● Request:
Extract each line of the data below that contains the string "coffee". Case counts, so only lines with that exact capitalization qualify.

•••

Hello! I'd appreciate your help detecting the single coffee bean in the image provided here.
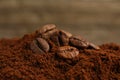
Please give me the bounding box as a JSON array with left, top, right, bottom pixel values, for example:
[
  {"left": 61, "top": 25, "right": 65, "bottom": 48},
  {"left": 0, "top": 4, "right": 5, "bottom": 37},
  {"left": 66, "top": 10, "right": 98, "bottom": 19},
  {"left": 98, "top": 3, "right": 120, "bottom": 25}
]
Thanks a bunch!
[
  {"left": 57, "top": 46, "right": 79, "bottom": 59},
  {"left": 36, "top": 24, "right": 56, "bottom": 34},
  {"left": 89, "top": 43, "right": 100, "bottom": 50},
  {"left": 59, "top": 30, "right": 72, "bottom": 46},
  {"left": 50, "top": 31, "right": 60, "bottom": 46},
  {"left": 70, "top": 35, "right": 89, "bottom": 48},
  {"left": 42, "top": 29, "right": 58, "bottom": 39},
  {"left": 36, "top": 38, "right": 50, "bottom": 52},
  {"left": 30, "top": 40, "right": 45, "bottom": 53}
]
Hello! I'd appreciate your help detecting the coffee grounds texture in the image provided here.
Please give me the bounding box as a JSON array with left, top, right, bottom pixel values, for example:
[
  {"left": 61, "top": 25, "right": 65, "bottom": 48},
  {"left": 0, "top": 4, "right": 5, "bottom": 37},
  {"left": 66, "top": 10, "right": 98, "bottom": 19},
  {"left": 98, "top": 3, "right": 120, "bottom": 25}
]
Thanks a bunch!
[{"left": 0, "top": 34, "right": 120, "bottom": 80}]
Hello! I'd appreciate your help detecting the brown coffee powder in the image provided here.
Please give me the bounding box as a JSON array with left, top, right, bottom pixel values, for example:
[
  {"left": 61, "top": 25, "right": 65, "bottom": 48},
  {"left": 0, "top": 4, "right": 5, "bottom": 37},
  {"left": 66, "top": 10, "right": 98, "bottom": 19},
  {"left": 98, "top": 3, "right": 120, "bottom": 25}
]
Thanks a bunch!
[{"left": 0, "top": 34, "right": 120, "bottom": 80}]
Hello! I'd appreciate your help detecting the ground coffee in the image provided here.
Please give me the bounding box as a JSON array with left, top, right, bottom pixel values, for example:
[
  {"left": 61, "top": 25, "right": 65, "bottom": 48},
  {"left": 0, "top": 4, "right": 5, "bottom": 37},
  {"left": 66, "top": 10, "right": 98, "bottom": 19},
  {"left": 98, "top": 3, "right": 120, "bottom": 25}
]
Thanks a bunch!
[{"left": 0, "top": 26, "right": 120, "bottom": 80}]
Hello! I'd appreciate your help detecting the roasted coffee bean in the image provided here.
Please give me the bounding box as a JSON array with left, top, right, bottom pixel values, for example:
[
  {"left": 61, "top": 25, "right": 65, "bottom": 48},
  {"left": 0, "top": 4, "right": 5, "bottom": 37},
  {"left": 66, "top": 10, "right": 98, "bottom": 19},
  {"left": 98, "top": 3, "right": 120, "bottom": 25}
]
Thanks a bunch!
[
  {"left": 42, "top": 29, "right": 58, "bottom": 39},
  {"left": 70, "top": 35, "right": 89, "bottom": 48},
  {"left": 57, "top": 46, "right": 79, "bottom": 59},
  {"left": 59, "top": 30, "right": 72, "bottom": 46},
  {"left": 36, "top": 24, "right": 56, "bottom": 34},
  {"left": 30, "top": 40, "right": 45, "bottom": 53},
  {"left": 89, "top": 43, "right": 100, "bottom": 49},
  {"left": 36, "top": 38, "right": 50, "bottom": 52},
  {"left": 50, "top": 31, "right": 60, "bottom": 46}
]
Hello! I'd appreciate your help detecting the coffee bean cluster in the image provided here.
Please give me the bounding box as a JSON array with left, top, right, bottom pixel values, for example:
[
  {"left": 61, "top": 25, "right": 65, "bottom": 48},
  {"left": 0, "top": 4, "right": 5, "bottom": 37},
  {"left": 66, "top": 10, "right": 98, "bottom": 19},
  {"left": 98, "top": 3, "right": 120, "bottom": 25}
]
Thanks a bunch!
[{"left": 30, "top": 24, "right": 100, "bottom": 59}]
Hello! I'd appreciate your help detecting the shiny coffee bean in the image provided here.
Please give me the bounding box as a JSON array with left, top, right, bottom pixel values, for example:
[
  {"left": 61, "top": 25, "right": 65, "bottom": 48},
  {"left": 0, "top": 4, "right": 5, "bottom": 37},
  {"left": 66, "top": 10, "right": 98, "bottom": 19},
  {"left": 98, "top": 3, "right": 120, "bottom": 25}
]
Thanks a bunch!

•••

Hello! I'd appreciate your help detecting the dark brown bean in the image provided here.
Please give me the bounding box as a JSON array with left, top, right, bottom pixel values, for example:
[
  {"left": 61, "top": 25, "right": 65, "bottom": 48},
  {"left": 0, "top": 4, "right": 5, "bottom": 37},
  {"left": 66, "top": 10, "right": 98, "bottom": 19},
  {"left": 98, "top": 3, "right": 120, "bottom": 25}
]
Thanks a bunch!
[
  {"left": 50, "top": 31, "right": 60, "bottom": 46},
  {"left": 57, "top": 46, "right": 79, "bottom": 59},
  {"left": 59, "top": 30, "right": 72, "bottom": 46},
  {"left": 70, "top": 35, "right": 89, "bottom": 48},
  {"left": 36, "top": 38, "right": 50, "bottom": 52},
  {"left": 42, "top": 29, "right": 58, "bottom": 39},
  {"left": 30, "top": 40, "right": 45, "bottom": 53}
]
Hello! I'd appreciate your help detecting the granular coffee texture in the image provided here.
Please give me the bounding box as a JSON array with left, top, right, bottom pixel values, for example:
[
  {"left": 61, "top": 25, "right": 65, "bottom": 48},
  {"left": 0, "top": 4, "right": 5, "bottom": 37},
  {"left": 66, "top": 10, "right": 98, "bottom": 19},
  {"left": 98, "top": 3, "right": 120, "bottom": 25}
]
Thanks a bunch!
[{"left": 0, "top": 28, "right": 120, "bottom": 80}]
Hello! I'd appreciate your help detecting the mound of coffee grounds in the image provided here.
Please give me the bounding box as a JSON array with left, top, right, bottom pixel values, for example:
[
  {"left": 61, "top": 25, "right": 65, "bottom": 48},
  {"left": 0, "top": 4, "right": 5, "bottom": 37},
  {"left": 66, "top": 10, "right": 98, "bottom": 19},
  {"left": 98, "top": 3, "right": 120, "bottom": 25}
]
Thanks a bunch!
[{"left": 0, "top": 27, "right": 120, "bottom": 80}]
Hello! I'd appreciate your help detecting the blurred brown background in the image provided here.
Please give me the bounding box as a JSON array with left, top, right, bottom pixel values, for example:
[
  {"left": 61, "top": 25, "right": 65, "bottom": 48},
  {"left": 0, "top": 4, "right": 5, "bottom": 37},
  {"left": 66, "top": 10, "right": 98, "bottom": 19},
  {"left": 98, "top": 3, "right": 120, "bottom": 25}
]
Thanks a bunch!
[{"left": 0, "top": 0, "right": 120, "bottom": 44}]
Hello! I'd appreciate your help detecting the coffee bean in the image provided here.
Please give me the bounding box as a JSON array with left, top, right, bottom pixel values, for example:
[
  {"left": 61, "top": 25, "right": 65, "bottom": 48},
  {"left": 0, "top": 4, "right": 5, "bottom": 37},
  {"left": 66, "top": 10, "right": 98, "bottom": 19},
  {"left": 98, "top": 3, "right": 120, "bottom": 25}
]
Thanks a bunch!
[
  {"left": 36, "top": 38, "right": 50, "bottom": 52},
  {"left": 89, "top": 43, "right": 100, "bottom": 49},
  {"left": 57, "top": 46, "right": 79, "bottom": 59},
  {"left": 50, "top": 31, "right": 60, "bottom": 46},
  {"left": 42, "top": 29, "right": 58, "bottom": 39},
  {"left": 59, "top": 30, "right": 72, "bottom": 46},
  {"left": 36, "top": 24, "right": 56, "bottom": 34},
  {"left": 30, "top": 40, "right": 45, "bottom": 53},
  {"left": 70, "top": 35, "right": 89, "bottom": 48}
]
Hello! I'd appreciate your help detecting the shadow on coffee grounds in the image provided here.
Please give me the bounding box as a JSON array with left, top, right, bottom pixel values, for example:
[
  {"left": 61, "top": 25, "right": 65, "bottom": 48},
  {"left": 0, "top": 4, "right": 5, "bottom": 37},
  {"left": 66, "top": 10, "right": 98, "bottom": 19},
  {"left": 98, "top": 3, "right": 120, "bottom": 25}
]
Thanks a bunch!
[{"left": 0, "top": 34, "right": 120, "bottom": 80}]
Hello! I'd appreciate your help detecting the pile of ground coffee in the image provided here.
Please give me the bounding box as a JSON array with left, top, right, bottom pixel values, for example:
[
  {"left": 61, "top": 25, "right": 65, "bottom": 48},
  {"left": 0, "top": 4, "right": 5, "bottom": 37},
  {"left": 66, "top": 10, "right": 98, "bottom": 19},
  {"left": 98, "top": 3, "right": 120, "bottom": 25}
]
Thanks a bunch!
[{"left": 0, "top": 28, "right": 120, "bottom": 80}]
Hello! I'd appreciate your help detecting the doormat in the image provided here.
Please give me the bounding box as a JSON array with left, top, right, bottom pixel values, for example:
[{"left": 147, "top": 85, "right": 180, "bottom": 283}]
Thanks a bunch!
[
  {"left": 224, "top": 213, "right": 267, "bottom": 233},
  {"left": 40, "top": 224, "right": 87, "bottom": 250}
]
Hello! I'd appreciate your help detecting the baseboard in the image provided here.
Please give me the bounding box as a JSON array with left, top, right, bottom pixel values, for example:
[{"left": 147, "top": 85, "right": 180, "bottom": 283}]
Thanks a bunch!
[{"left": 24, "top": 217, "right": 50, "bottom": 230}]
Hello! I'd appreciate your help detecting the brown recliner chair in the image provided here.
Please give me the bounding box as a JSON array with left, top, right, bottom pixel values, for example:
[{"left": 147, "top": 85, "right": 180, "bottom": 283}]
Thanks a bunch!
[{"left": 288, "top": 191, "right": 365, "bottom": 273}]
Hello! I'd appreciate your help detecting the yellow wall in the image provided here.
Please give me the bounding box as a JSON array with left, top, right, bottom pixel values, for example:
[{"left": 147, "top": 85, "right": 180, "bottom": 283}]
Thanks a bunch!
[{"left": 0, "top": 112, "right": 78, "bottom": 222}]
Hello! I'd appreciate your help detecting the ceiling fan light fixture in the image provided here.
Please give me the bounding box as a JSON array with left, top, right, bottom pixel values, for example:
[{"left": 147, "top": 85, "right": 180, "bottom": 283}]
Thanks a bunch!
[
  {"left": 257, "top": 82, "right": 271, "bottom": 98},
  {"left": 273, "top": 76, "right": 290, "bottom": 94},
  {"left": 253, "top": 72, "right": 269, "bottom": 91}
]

•••

● Right answer:
Hello! I'd appreciate your help detecting the single coffee bean in the image provided here.
Hello! I'd appreciate your help detecting the coffee grounds texture in the image provided here.
Hello! I'd appreciate your help detecting the brown coffee powder in the image provided here.
Hello! I'd appreciate your help detecting the ground coffee in the image provided here.
Hello! I'd appreciate your help detecting the roasted coffee bean in the image provided here.
Hello! I'd appreciate your help detecting the coffee bean cluster in the image provided here.
Hello! I'd appreciate your help detecting the shiny coffee bean in the image provided here.
Hello! I'd appreciate your help detecting the granular coffee texture in the image provided here.
Hello! I'd appreciate your help detecting the mound of coffee grounds in the image provided here.
Hello! I'd appreciate your help detecting the coffee bean in the image provided here.
Hello! I'd appreciate your help detecting the shadow on coffee grounds in the image provided here.
Hello! I'd appreciate your help detecting the pile of ground coffee in the image provided here.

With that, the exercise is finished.